====== Material provided ======

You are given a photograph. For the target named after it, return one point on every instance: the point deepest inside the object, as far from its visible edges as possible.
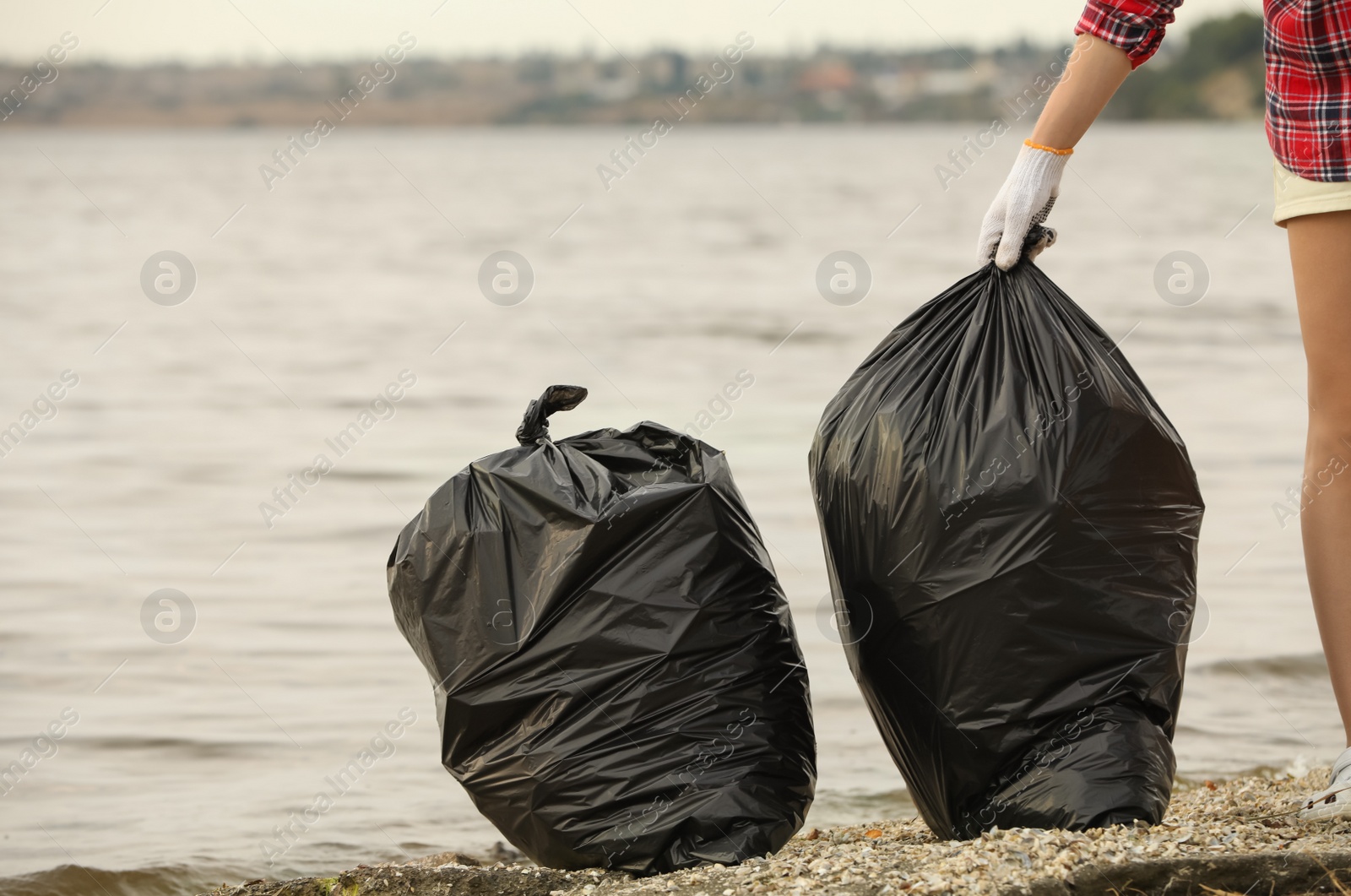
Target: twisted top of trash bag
(1038, 240)
(556, 398)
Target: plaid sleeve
(1135, 26)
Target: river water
(362, 263)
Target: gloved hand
(1026, 199)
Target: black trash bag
(1011, 530)
(616, 675)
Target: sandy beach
(1219, 837)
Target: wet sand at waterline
(314, 296)
(1226, 839)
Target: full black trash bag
(1011, 530)
(615, 669)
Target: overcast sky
(199, 31)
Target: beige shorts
(1297, 196)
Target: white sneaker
(1335, 801)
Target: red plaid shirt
(1308, 72)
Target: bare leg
(1321, 253)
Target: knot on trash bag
(556, 398)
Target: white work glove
(1024, 200)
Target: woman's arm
(1093, 73)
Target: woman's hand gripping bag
(616, 675)
(1011, 531)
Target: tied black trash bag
(616, 673)
(1011, 530)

======

Problem → Set down the lines above exactly, but leave the pictures out of your answer.

Result of this task →
You are given a photograph. For the target named after it, return one point on every instance: the point deepest inside the object, as far from its visible edges as possible.
Target: twisted top of trash bag
(1038, 240)
(556, 398)
Target: plaid sleeve
(1135, 26)
Target: river water
(362, 263)
Target: gloved hand
(1026, 199)
Target: black trash bag
(1011, 530)
(616, 675)
Target: sandy beach
(1219, 837)
Target: wet sand at waterline
(314, 296)
(1226, 839)
Target: full black trash bag
(1011, 530)
(615, 669)
Target: overcast sky
(199, 31)
Target: beige shorts
(1297, 196)
Target: white sneaker
(1335, 801)
Target: red plaid shirt
(1308, 72)
Target: bare leg
(1321, 253)
Target: knot on trash bag
(556, 398)
Target: white work glove
(1024, 200)
Target: woman's arm
(1093, 73)
Target: woman's hand gripping bag
(616, 675)
(1011, 531)
Target: tied black trash bag
(616, 673)
(1011, 530)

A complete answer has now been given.